[Stored data entries]
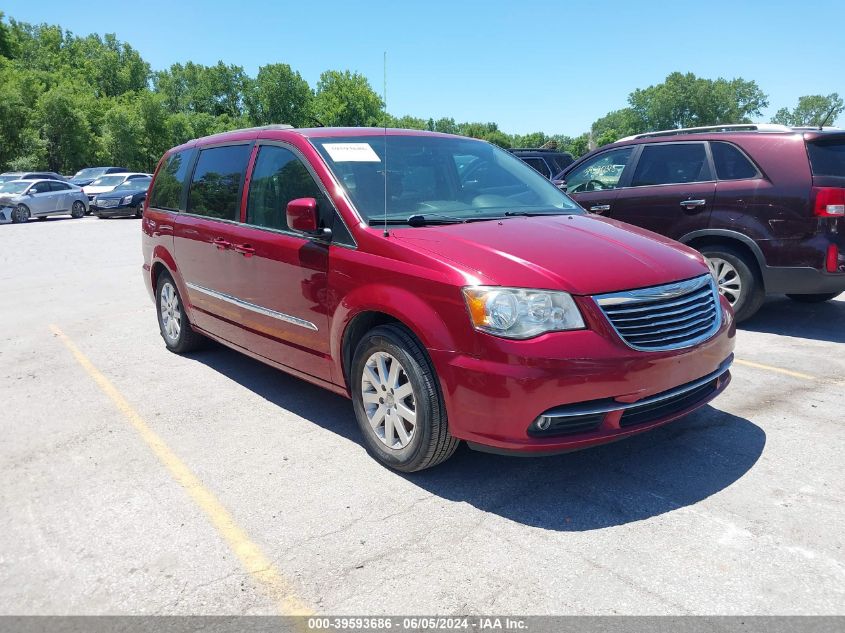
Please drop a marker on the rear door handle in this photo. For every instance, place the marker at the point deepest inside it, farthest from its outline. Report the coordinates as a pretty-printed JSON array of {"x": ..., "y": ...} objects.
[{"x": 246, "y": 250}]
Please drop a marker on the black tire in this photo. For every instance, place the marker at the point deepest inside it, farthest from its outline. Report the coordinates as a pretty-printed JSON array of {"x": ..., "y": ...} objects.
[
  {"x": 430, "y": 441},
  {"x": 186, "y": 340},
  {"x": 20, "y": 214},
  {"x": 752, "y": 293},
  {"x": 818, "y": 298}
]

--

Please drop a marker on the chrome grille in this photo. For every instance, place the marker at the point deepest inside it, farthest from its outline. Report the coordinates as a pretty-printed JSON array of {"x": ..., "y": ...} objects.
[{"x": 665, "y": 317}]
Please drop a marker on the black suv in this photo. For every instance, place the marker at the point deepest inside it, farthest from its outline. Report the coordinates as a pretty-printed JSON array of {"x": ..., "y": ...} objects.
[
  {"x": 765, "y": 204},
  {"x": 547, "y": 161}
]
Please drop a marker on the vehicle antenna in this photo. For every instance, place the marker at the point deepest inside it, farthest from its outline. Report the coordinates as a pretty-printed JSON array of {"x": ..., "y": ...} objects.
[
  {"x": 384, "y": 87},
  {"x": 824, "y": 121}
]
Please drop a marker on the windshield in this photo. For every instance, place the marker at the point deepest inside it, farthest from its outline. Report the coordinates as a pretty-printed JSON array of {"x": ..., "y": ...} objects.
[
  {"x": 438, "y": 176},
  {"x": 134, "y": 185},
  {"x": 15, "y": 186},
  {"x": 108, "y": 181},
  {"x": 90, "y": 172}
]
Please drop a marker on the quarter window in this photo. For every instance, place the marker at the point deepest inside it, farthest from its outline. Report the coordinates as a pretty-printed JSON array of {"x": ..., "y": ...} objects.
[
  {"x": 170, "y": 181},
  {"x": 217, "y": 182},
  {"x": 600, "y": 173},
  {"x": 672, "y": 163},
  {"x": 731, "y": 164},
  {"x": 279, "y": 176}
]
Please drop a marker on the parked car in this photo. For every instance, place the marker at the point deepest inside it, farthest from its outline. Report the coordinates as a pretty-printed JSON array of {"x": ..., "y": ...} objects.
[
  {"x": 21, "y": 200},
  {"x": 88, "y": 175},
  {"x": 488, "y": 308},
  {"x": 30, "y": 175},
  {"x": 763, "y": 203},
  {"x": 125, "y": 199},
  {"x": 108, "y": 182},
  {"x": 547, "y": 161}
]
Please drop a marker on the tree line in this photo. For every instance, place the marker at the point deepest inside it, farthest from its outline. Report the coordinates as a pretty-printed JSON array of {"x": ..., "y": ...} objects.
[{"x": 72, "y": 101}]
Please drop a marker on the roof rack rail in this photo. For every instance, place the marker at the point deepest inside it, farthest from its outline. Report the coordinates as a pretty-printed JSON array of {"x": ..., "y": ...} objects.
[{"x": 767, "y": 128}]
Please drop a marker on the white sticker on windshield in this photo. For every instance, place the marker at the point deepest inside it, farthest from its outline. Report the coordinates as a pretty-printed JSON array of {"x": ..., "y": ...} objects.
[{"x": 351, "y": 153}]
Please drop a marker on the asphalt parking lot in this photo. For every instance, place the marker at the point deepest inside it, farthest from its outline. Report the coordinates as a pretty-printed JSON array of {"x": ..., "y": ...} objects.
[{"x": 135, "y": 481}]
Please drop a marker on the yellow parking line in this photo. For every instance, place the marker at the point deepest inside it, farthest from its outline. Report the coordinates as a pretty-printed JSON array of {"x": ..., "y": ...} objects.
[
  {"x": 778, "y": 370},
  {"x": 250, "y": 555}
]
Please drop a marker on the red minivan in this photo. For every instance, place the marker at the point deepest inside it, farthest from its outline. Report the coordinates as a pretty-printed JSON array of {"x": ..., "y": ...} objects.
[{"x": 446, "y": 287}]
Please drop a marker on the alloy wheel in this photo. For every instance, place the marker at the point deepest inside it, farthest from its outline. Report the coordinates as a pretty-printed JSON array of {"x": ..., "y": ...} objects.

---

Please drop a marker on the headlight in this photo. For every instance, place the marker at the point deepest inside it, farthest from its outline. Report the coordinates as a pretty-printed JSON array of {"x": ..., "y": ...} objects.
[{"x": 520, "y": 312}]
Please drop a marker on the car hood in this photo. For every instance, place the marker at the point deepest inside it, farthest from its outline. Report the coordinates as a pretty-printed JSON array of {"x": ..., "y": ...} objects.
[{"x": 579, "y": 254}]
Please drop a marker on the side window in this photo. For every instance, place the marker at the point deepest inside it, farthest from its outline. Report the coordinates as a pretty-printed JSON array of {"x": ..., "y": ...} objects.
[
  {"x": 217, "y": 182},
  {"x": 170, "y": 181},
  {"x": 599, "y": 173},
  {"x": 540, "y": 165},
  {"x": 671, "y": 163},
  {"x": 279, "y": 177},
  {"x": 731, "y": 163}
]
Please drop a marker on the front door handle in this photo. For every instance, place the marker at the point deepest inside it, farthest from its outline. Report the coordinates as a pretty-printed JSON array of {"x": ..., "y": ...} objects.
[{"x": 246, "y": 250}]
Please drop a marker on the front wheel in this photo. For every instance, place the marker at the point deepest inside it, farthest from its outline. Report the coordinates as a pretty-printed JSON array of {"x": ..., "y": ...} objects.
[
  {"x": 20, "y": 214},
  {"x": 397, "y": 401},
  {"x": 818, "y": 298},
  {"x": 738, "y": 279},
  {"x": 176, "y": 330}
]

What to work on: Set down, exactly as they stand above, the lines starting with the line with "Please drop a marker on the red" and going on through the line with "Please drop a marker on the alloy", and no others.

Exercise answer:
Please drop a marker on the red minivan in this photo. For every instance, place the marker at the point deepest inside it, farthest from its outline. Report the coordinates as a pretty-printed JSON array of {"x": ..., "y": ...} objects.
[{"x": 446, "y": 287}]
Please drop a marker on the alloy wheel in this photo. For every instance, place the marker at the point deepest inside it, farthest from its outline. Report the coordinates as a pretty-printed JSON array of {"x": ..., "y": ...} objects.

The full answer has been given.